··· DOCUMENT TEXT ···

Why Aren’t Latino Students Returning to Their Classrooms?

The public continues to hear how the Latino community has been disproportionately affected by COVID, and Latino parents are too frightened to send their kids into the relative-unknown. Despite someone like district superintendent Austin Beutner reassuring in a weekly update, “We’ve upgraded the air filtration systems in every classroom, reconfigured school facilities to keep all at a school appropriately distanced, doubled custodial staff, and we’ll provide weekly covid tested for every student and staff member,” parents like Graciela Osorio have decided, “I’d rather keep them at home where I know they are safe.”

For Graciela, keeping her two sons safe means not sending them back to their elementary school in Monterey Park, California. Graciela lost a husband and her sons lost a father from COVID in January—he was only 51 years old. 39% of California’s population is Latino, but they make up 47% of COVID deaths, according to the state Department of Public Health, which means their risk of death over whites is 2.3 times higher. The fact that Latinos are more likely than non-Hispanic whites to work various jobs exposing them to the public, the fact that they are less likely to have health insurance (so they seek less care), and the fact that living in a multigenerational household virally spreads COVID quickly and easily, all add up, backing this reason Latinos fear being exposed to COVID but also a fear of exposing others.

···

**WHAT TO PRODUCE:**
According to the article on Latino students returning to classrooms, what percentage of California's COVID deaths are Latino?

··· PROVIDED RECORDS ···

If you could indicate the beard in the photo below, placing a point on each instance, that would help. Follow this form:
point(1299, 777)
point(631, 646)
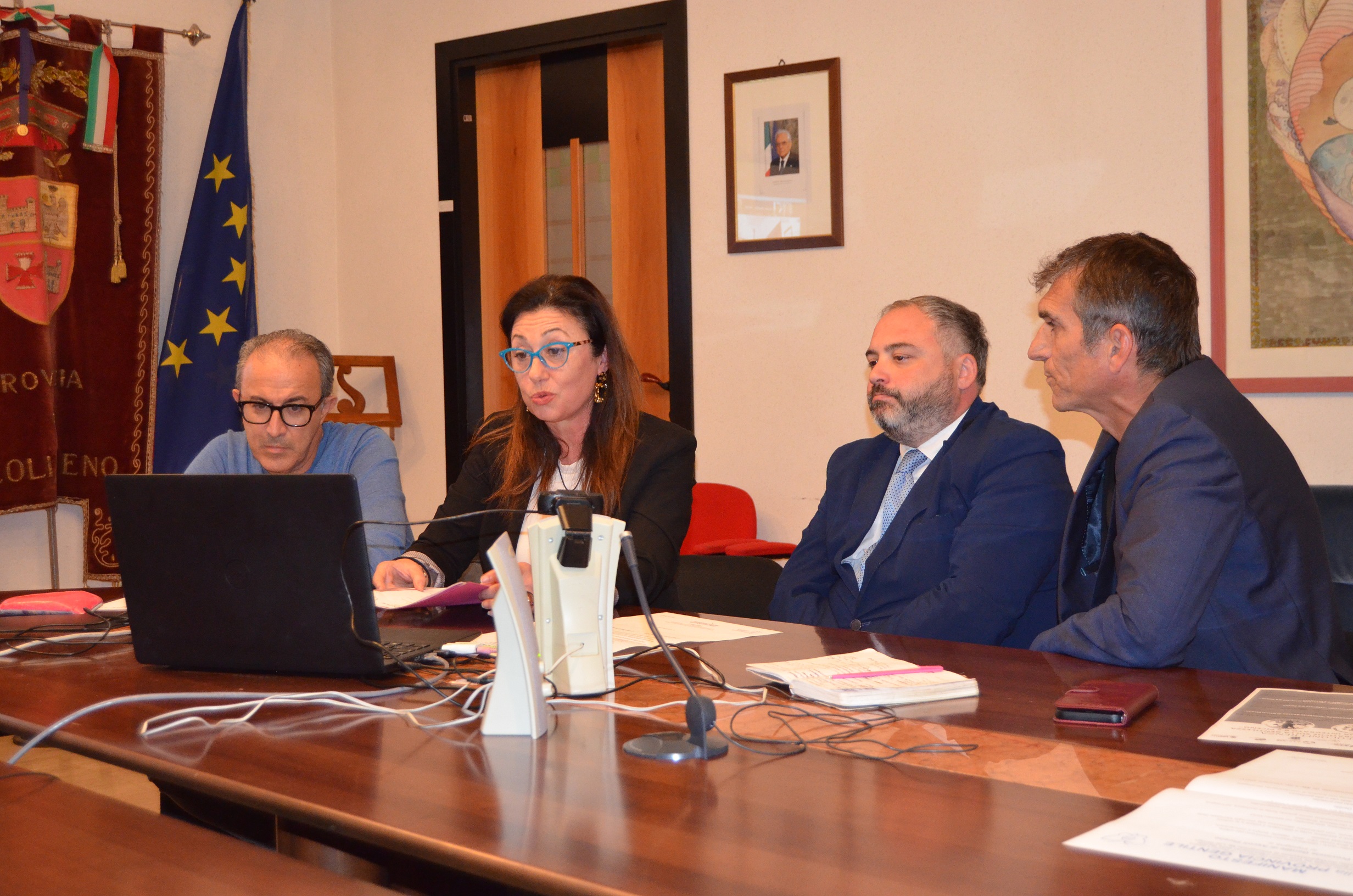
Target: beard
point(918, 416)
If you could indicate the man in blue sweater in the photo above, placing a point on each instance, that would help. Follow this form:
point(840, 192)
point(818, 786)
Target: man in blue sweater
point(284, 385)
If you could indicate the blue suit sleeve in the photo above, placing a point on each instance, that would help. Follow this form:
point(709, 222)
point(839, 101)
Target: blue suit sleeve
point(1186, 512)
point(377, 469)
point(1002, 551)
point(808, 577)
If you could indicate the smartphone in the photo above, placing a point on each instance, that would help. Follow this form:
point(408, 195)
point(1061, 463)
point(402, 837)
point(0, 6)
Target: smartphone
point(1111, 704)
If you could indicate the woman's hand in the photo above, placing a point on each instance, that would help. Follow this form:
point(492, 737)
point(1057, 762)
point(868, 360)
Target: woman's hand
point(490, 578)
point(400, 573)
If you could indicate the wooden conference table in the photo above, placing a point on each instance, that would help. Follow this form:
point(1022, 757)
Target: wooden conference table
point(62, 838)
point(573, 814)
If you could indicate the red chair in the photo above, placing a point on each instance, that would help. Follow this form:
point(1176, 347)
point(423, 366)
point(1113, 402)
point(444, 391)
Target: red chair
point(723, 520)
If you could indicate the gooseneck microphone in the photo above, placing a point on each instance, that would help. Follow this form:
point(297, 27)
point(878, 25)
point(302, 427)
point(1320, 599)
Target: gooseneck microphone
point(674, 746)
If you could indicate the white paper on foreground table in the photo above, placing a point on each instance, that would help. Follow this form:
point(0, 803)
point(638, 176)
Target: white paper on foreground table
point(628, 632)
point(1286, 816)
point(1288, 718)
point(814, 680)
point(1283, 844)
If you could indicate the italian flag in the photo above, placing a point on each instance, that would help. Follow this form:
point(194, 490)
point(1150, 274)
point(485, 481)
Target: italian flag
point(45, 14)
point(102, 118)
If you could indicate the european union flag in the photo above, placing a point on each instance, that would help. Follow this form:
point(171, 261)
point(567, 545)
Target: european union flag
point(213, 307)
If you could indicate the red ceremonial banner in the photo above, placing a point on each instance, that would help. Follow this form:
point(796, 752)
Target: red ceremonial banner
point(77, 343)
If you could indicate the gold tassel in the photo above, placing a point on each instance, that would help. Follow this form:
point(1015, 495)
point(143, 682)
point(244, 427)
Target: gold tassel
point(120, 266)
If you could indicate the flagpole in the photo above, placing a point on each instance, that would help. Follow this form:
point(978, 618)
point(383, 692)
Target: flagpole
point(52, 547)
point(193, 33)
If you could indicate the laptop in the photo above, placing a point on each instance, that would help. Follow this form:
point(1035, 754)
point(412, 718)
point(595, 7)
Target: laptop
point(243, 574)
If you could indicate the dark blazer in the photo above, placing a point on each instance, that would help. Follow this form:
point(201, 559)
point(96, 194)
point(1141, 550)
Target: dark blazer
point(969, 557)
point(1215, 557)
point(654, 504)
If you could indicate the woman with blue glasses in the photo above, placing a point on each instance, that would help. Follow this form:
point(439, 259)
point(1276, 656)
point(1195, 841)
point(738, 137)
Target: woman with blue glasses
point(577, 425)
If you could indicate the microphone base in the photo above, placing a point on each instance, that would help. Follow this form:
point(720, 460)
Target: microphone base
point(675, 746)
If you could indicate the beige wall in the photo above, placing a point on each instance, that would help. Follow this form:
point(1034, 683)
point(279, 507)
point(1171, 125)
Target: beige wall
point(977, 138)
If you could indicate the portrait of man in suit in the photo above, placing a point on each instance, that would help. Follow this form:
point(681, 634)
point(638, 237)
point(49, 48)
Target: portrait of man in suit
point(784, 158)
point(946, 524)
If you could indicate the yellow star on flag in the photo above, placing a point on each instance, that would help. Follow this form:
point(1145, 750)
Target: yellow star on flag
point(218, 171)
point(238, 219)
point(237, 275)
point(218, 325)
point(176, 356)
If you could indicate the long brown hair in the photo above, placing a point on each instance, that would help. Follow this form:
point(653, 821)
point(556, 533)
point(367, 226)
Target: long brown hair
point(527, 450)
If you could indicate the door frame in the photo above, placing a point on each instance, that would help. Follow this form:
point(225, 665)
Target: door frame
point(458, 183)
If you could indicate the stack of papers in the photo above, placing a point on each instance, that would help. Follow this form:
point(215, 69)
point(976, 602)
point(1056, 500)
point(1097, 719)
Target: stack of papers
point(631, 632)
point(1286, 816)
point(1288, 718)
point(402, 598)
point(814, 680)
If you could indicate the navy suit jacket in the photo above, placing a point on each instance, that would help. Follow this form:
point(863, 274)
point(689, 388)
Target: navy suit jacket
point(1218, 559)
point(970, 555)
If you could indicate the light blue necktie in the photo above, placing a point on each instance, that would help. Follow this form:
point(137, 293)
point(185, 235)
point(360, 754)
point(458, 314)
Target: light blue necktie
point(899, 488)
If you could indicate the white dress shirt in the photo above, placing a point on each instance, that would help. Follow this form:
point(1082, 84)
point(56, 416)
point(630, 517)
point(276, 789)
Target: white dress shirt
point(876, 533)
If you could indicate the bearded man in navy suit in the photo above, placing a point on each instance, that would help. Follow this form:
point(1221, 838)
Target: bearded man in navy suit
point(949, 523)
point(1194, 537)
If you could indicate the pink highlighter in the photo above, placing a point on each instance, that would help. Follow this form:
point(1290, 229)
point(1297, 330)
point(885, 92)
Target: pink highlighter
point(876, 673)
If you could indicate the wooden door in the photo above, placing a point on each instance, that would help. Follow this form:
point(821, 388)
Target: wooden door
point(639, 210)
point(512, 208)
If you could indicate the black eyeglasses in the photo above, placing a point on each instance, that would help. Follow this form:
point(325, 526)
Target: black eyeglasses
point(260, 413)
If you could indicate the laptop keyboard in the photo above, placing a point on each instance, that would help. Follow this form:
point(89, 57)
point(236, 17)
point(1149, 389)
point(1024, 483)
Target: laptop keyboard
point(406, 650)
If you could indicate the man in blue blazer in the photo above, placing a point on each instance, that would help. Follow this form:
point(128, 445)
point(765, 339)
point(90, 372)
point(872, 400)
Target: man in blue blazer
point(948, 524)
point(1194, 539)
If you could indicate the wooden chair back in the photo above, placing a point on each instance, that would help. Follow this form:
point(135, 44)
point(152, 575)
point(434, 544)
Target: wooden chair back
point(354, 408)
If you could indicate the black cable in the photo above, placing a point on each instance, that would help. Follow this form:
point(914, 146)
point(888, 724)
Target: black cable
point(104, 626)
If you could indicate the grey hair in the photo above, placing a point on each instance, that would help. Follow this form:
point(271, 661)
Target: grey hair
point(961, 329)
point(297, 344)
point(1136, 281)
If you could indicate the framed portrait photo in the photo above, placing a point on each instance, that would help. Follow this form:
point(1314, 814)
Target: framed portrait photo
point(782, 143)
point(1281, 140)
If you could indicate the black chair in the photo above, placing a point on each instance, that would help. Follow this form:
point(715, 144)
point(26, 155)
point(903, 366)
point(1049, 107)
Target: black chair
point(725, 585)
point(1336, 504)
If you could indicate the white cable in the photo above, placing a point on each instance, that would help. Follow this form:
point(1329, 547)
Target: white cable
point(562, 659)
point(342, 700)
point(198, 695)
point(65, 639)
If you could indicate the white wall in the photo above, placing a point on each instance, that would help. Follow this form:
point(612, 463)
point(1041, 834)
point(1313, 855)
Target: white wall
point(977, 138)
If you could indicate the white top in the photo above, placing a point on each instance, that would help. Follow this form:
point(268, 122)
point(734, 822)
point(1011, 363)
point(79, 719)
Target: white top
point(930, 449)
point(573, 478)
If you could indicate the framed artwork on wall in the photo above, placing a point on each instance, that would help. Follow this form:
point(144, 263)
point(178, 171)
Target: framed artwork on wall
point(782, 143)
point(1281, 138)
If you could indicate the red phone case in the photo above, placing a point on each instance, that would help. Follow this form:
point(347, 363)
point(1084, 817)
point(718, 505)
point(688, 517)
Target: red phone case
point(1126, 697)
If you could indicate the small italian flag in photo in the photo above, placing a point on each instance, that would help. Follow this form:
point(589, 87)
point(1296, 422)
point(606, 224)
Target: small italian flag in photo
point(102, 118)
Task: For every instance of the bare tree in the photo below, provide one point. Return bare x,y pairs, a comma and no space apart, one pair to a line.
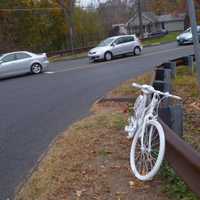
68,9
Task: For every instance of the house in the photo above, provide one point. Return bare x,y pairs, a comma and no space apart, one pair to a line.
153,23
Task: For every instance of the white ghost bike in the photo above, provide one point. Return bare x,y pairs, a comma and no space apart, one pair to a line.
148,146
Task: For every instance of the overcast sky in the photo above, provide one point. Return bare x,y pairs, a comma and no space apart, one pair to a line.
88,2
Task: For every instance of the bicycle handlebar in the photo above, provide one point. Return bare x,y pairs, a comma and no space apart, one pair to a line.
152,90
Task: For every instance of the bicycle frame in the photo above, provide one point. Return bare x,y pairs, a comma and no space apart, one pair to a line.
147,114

···

**TASK OUTPUT:**
47%